» **WRITTEN PROBLEM**
From the text on promises and divorce in Illinois, quote word for word the part between "Promises And Divorce" and "A Prenuptial Agreement.", inclusive.

» **GIVEN PASSAGE**
Posted on November 23, 2023

Promises And Divorce In Illinois

In the course of a relationship, people make a lot of promises. When those promises go consistently unfulfilled, the disappointed party files for divorce and all promises are cast to the wind (including “until death do you part”)

Still, the broken promises sting remains. Is there anything that can be done to enforce a spouse or former spouse’s promises?

Promises Made Before Marriage

There is only one binding promise before marriage in Illinois: A Prenuptial Agreement.

“The terms of the agreement, except those providing for the support and parental responsibility allocation of children, are binding upon the court unless it finds, after considering the economic circumstances of the parties and any other relevant evidence produced by the parties, on their own motion or on request of the court, that the agreement is unconscionable.” 750 ILCS 5/502(b)

Prenuptial agreements (also known as premarital agreements) must be in writing and signed by both parties.

“A premarital [also known as a prenuptial] agreement must be in writing and signed by both parties.” 750 ILCS 10/3

An unwritten, unagreed, unsigned promise means nothing before marriage.

Likewise, an unwritten promise cannot affect a written prenuptial agreement. “Illinois law prohibits the parties’ oral postnuptial agreement regarding [matters addressed in the]…superseding the [prenuptial] Agreement.” In re Marriage of Amyette, No. 3-20-0195, 19 (Ill. App. Ct. 2023)

Written postnuptial agreements are the best way to enforce a promise after the marriage and before the divorce. Other promises during a marriage…are problematic and probably unenforceable.

Promises Made Before An Illinois Divorce Is Filed

When one party makes a promise to their spouse and does not follow through on that promise, there may be cause for a common law fraud action…but probably not.

“The elements of common-law fraud are (1) a false statement of material fact; (2) defendant’s knowledge that the statement was false; (3) defendant’s intent that the statement induce plaintiff to act; (4) plaintiff’s reliance upon the truth of the statement; and (5) plaintiff’s damages resulting from reliance on the statement.” Wernikoff v. Health Care, 877 N.E.2d 11, 16 (Ill. App. Ct. 2007)

» **DATASET EXCERPTS**
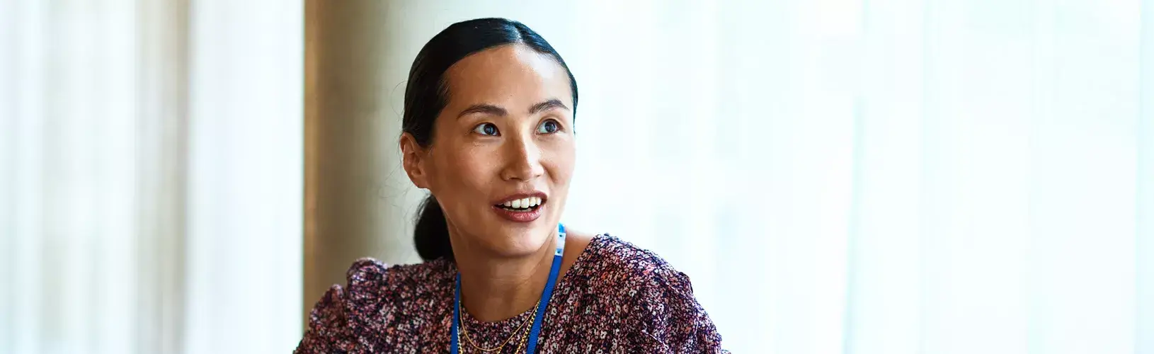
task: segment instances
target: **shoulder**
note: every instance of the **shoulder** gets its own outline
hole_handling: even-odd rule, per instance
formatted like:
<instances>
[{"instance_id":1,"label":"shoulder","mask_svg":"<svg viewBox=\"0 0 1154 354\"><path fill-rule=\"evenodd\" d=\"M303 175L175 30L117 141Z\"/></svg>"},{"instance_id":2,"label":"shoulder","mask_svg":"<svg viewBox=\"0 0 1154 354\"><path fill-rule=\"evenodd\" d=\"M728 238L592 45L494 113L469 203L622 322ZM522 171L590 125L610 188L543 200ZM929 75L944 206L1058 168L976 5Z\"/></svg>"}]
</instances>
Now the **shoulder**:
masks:
<instances>
[{"instance_id":1,"label":"shoulder","mask_svg":"<svg viewBox=\"0 0 1154 354\"><path fill-rule=\"evenodd\" d=\"M634 330L631 352L720 352L721 337L694 296L689 276L653 251L610 235L590 243L580 272L612 322ZM612 299L612 300L609 300Z\"/></svg>"},{"instance_id":2,"label":"shoulder","mask_svg":"<svg viewBox=\"0 0 1154 354\"><path fill-rule=\"evenodd\" d=\"M644 288L661 293L639 294L644 296L692 297L694 291L689 277L653 251L609 234L594 238L587 250L589 255L582 262L582 266L585 268L584 273L598 274L598 283L605 283L614 288Z\"/></svg>"},{"instance_id":3,"label":"shoulder","mask_svg":"<svg viewBox=\"0 0 1154 354\"><path fill-rule=\"evenodd\" d=\"M345 286L332 285L309 311L308 329L297 353L349 351L358 337L390 321L412 319L394 314L410 301L430 299L443 292L451 263L439 259L389 266L374 258L360 258L345 271Z\"/></svg>"}]
</instances>

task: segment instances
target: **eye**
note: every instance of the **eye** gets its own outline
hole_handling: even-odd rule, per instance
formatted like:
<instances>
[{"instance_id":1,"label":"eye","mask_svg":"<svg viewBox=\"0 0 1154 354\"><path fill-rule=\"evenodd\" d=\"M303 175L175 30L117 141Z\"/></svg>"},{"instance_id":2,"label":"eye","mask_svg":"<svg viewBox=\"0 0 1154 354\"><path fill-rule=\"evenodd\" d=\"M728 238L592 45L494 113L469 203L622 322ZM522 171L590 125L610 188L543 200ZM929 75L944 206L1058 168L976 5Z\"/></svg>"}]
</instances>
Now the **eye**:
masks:
<instances>
[{"instance_id":1,"label":"eye","mask_svg":"<svg viewBox=\"0 0 1154 354\"><path fill-rule=\"evenodd\" d=\"M500 134L497 131L497 126L494 125L494 123L480 123L480 125L477 125L477 127L473 128L473 133L477 133L477 134L480 134L480 135L488 135L488 136L497 136Z\"/></svg>"},{"instance_id":2,"label":"eye","mask_svg":"<svg viewBox=\"0 0 1154 354\"><path fill-rule=\"evenodd\" d=\"M540 126L537 126L538 134L553 134L557 133L557 130L561 130L561 125L559 125L557 121L552 119L541 122Z\"/></svg>"}]
</instances>

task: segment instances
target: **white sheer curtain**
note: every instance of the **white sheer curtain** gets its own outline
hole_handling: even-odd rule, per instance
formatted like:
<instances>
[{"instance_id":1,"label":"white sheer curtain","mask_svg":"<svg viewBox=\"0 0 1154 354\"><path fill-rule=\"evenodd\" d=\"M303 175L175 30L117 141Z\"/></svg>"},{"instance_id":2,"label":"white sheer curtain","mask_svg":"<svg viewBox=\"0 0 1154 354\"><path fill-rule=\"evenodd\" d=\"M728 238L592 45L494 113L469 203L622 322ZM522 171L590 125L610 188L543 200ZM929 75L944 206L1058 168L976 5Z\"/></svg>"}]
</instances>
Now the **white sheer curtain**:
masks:
<instances>
[{"instance_id":1,"label":"white sheer curtain","mask_svg":"<svg viewBox=\"0 0 1154 354\"><path fill-rule=\"evenodd\" d=\"M568 219L732 348L1154 353L1154 2L575 10Z\"/></svg>"},{"instance_id":2,"label":"white sheer curtain","mask_svg":"<svg viewBox=\"0 0 1154 354\"><path fill-rule=\"evenodd\" d=\"M295 347L301 8L0 0L0 353Z\"/></svg>"}]
</instances>

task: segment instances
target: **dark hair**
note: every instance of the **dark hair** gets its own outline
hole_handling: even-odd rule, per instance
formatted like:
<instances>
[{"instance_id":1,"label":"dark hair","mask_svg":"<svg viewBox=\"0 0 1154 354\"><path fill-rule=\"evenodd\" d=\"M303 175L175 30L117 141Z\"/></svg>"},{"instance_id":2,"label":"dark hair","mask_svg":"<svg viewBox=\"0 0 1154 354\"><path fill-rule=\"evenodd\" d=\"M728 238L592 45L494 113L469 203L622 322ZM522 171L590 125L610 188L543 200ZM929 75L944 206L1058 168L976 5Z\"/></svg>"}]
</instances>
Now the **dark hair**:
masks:
<instances>
[{"instance_id":1,"label":"dark hair","mask_svg":"<svg viewBox=\"0 0 1154 354\"><path fill-rule=\"evenodd\" d=\"M576 119L577 80L561 59L561 54L557 54L545 38L520 22L505 18L477 18L449 25L433 36L433 39L417 53L417 59L409 69L409 84L405 86L402 130L411 134L418 145L428 146L433 142L434 122L449 101L449 85L444 73L465 57L510 44L522 44L538 53L548 54L565 69L569 74L569 89L574 99L572 112ZM413 241L421 259L432 261L442 257L454 259L444 211L433 195L425 198L418 211Z\"/></svg>"}]
</instances>

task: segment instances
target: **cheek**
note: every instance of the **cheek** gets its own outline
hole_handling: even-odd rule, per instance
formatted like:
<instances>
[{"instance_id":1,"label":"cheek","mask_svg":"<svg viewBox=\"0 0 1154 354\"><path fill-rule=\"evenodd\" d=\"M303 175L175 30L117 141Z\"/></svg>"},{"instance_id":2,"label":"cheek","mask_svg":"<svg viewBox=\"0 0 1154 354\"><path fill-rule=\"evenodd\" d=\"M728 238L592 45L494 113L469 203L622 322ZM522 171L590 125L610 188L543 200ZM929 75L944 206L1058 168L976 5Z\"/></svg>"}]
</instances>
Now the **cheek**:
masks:
<instances>
[{"instance_id":1,"label":"cheek","mask_svg":"<svg viewBox=\"0 0 1154 354\"><path fill-rule=\"evenodd\" d=\"M572 145L555 149L553 153L549 153L548 158L542 160L544 167L549 171L549 178L553 180L553 183L559 187L569 186L576 163L577 153Z\"/></svg>"},{"instance_id":2,"label":"cheek","mask_svg":"<svg viewBox=\"0 0 1154 354\"><path fill-rule=\"evenodd\" d=\"M445 152L439 156L440 164L434 171L440 190L451 191L451 195L471 195L490 183L496 166L493 153L473 146L447 149Z\"/></svg>"}]
</instances>

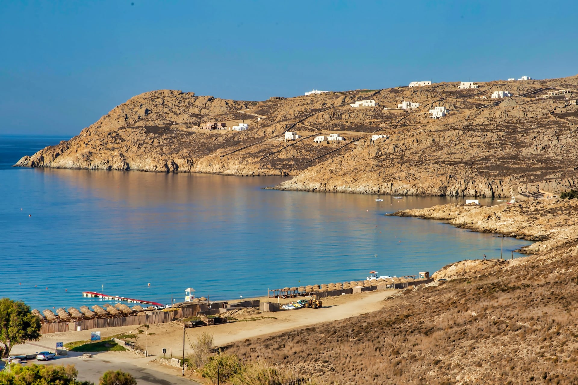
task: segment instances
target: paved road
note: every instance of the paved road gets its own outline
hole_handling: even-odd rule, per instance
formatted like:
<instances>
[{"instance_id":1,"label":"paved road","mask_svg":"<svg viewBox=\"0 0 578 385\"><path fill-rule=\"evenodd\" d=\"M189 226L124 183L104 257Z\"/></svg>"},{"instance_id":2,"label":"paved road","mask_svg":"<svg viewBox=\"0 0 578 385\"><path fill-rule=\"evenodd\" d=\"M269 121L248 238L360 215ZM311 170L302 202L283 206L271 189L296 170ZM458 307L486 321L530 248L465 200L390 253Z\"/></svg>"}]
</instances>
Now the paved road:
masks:
<instances>
[{"instance_id":1,"label":"paved road","mask_svg":"<svg viewBox=\"0 0 578 385\"><path fill-rule=\"evenodd\" d=\"M74 365L78 369L79 380L91 381L95 384L98 383L98 379L106 371L120 369L132 374L139 385L199 385L197 382L182 377L155 370L154 368L156 365L153 364L149 364L150 368L141 368L127 362L113 362L106 354L96 354L91 358L86 359L79 356L58 356L47 362L31 360L28 363L64 366ZM175 368L175 372L177 371L178 369Z\"/></svg>"}]
</instances>

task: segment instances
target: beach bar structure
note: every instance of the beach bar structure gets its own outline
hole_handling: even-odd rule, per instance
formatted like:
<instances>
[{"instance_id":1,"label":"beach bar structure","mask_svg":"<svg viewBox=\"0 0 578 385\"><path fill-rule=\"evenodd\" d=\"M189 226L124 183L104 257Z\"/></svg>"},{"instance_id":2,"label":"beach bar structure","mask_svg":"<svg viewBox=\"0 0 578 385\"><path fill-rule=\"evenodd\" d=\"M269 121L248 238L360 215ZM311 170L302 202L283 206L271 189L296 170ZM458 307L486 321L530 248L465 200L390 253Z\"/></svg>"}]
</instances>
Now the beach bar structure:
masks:
<instances>
[{"instance_id":1,"label":"beach bar structure","mask_svg":"<svg viewBox=\"0 0 578 385\"><path fill-rule=\"evenodd\" d=\"M108 294L103 294L102 293L97 293L96 291L83 291L82 296L83 297L95 297L101 298L103 300L109 300L110 301L126 301L128 302L132 302L135 304L146 304L153 306L164 306L162 304L160 304L158 302L145 301L144 300L135 300L132 298L120 297L118 296L109 296Z\"/></svg>"},{"instance_id":2,"label":"beach bar structure","mask_svg":"<svg viewBox=\"0 0 578 385\"><path fill-rule=\"evenodd\" d=\"M195 289L188 287L184 291L184 301L191 302L195 299Z\"/></svg>"}]
</instances>

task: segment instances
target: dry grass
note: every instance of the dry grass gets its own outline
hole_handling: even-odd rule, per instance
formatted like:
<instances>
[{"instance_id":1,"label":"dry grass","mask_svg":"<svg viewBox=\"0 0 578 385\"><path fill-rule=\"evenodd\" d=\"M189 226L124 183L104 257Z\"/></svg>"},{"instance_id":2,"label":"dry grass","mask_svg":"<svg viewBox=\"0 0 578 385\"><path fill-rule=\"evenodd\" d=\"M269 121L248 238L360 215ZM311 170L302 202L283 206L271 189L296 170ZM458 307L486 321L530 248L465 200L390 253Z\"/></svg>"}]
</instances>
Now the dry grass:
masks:
<instances>
[{"instance_id":1,"label":"dry grass","mask_svg":"<svg viewBox=\"0 0 578 385\"><path fill-rule=\"evenodd\" d=\"M228 352L342 384L578 383L577 248Z\"/></svg>"}]
</instances>

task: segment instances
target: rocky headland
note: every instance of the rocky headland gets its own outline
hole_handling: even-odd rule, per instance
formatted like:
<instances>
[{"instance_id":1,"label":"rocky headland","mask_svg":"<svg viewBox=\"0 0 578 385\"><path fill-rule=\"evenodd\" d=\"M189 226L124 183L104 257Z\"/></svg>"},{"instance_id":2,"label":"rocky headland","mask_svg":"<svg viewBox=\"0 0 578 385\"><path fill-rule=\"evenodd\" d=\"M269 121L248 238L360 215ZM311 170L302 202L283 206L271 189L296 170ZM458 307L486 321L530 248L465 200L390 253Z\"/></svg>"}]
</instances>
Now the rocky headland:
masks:
<instances>
[{"instance_id":1,"label":"rocky headland","mask_svg":"<svg viewBox=\"0 0 578 385\"><path fill-rule=\"evenodd\" d=\"M478 84L472 89L440 83L261 102L146 92L16 165L293 175L276 188L314 192L510 197L575 189L578 76ZM569 91L548 94L560 90ZM513 96L491 99L494 91ZM350 106L368 99L379 106ZM403 101L420 106L398 109ZM447 107L448 115L431 119L435 106ZM249 129L200 128L210 121L244 122ZM302 137L286 142L287 130ZM313 143L331 133L345 140Z\"/></svg>"}]
</instances>

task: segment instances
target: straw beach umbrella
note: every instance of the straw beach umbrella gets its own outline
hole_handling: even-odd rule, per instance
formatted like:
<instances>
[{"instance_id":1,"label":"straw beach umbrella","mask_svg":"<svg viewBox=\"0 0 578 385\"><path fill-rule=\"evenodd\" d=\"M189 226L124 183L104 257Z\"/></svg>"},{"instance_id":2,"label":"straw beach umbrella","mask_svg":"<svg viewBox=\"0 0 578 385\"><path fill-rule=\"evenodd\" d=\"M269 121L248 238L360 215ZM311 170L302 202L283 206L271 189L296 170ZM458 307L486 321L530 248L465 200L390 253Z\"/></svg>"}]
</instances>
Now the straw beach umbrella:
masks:
<instances>
[{"instance_id":1,"label":"straw beach umbrella","mask_svg":"<svg viewBox=\"0 0 578 385\"><path fill-rule=\"evenodd\" d=\"M46 319L50 322L56 320L57 318L58 318L56 315L53 313L52 311L49 309L43 311L42 313L44 313L44 316L46 317Z\"/></svg>"}]
</instances>

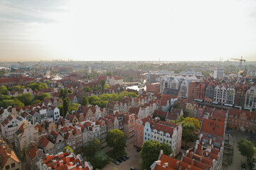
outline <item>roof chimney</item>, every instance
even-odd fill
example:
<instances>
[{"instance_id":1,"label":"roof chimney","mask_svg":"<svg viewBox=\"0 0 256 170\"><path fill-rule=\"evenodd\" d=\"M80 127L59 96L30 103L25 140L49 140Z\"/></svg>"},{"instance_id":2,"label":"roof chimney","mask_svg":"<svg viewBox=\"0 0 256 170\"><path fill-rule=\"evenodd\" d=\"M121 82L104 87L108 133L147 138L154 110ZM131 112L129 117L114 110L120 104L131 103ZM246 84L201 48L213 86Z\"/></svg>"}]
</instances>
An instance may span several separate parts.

» **RESULT FOR THIS EXERCISE**
Promises And Divorce In Illinois

In the course of a relationship, people make a lot of promises. When those promises go consistently unfulfilled, the disappointed party files for divorce and all promises are cast to the wind (including “until death do you part”)

Still, the broken promises sting remains. Is there anything that can be done to enforce a spouse or former spouse’s promises?

Promises Made Before Marriage

There is only one binding promise before marriage in Illinois: A Prenuptial Agreement.